#### Exercise
Could you output the records below line for line, character for character, leaving out the pictures?

(Excerpt from a data file)
---
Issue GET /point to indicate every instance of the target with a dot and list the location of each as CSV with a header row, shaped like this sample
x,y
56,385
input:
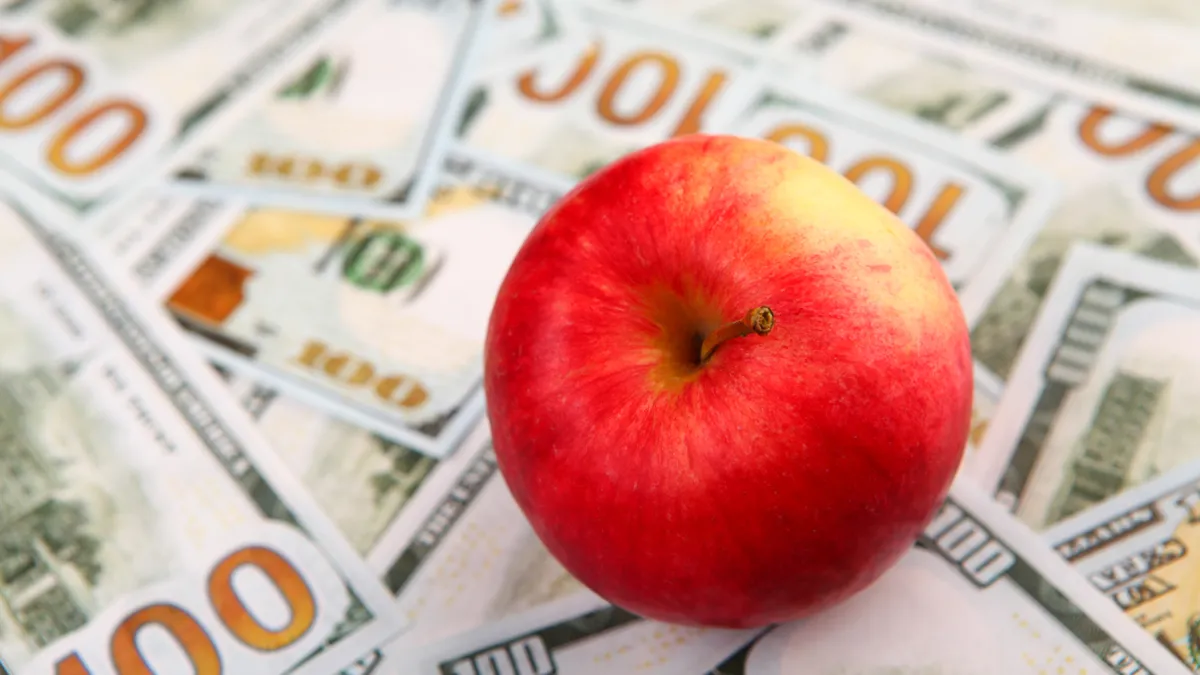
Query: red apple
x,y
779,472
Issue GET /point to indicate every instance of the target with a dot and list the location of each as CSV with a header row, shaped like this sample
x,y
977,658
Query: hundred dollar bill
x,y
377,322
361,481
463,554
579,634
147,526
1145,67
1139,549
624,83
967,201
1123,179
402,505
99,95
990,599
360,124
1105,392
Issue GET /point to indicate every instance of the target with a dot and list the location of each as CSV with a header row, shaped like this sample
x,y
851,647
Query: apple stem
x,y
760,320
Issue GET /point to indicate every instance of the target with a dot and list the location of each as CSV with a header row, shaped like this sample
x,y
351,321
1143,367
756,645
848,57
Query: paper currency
---
#### Written reply
Issue GET /point to indicate every instance of the target with a dot and list the location of each as CSV with a header row, shaped like this sample
x,y
56,385
input:
Query: red apple
x,y
779,472
Issue GET /point to indicate every instance of the target with a dot and list the location of each as CSV with a header row, shaped like this sample
x,y
977,658
Query: hundred dollar bill
x,y
377,322
361,481
463,554
579,634
147,526
1145,67
1139,549
624,83
967,201
1123,179
402,505
99,95
990,599
360,124
1105,392
Issue GET /point to indicate every instance of the target with a dot and list the location of each as CSV with a header row, shaped like this sample
x,y
851,647
Query: apple stem
x,y
760,320
Issue GET /point to indicate every instance of the target with a dot and list the location of each as CSV with a header row, shaped like this sample
x,y
351,321
1143,367
756,645
848,57
Query: paper currency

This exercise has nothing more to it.